#### [What the task asks]
Reproduce, word for word, the stretch of the artwork description from "It contains a" through "facility’s many drifts.".

What is it?

Time-based: By looking around, you can see your own reflection—or dappled “stars” filmed in Little Spearfish Creek.

This artwork’s battered enclosure is an ammo box found in an ore car full of discarded material from the Sanford Underground Research Facility, set in the former Homestake gold mine in Lead, SD. The best theory I’ve heard for the use of this M56A3 20mm high-explosive cartridge ammo box at the mine was that it was used to temporarily transport blasting cartridges while excavating underground.

It contains a mirror found in the former gold foundry at SURF. I found it inside a locker in the facility’s locker room; it appears to have seen many years of use. I imagine that there must have been a foundry worker checking their face for smudges every day in this gold-faced mirror after clocking out.

The ammo box and mirror are paired with used rail ties and other discarded wood; inside is a small LCD and computer playing my footage of Little Spearfish Creek, filmed with a stopped-down aperture to create stars and filtered to pure black-and-white. I created a diorama with cement, model railroad track, and small rocks to recreate the experience of traveling through the facility’s many drifts.

I’ve heard it said that some astrophysicists look at the night sky; but the astrophysicists studying neutrinos or dark matter must burrow deeply to study the stars.

#### [Input data]
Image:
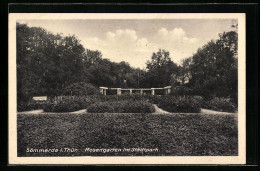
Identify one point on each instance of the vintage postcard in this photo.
(126, 88)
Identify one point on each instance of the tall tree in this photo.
(214, 67)
(160, 68)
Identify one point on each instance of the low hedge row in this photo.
(182, 104)
(123, 106)
(220, 104)
(65, 106)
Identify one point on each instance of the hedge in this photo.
(122, 106)
(181, 104)
(220, 104)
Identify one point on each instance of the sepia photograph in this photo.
(127, 88)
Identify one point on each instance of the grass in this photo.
(172, 134)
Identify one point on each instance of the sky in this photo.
(134, 40)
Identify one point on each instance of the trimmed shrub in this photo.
(80, 88)
(181, 104)
(181, 90)
(30, 106)
(220, 104)
(68, 105)
(122, 106)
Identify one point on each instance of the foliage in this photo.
(160, 68)
(122, 106)
(80, 89)
(173, 135)
(214, 67)
(181, 90)
(220, 104)
(30, 106)
(68, 105)
(181, 104)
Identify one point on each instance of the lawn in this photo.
(170, 134)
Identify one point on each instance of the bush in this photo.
(30, 106)
(181, 90)
(122, 106)
(220, 104)
(183, 104)
(70, 105)
(80, 88)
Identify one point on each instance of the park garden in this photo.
(76, 114)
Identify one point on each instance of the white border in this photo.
(12, 92)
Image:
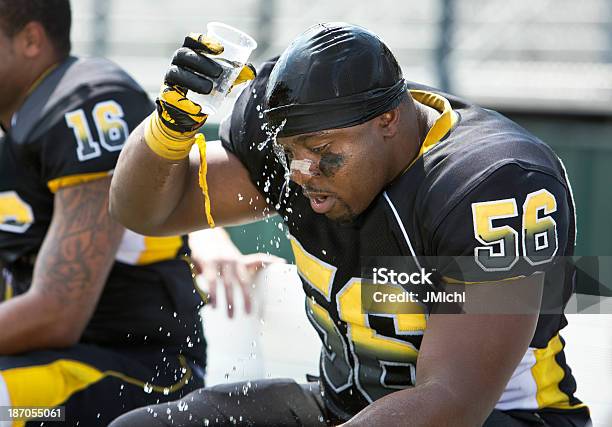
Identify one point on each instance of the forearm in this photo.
(146, 188)
(29, 324)
(427, 405)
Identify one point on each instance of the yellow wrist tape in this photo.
(201, 141)
(175, 146)
(165, 142)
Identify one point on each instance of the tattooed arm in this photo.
(70, 272)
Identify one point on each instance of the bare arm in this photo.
(70, 272)
(155, 196)
(463, 366)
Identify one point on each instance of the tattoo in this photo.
(330, 163)
(81, 243)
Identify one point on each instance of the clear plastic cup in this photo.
(237, 49)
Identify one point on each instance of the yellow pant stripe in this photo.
(52, 384)
(548, 374)
(71, 180)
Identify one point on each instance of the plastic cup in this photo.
(237, 49)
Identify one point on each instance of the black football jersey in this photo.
(482, 188)
(70, 130)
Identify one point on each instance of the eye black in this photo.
(319, 149)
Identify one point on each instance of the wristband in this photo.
(166, 143)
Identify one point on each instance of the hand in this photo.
(231, 271)
(191, 70)
(217, 259)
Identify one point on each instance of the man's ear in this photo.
(389, 122)
(32, 40)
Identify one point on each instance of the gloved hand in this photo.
(170, 131)
(178, 119)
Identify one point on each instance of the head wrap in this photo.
(334, 75)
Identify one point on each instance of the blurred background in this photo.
(545, 64)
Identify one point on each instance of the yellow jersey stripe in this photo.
(71, 180)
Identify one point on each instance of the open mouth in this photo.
(321, 203)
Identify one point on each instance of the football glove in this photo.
(192, 70)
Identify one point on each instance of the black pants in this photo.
(281, 402)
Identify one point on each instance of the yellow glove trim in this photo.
(201, 141)
(166, 143)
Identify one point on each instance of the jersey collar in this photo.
(448, 118)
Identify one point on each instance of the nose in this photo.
(303, 170)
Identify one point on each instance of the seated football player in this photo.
(379, 167)
(94, 318)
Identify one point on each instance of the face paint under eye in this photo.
(330, 163)
(302, 166)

#### [Finished task]
It contains a mirror found in the former gold foundry at SURF. I found it inside a locker in the facility’s locker room; it appears to have seen many years of use. I imagine that there must have been a foundry worker checking their face for smudges every day in this gold-faced mirror after clocking out.

The ammo box and mirror are paired with used rail ties and other discarded wood; inside is a small LCD and computer playing my footage of Little Spearfish Creek, filmed with a stopped-down aperture to create stars and filtered to pure black-and-white. I created a diorama with cement, model railroad track, and small rocks to recreate the experience of traveling through the facility’s many drifts.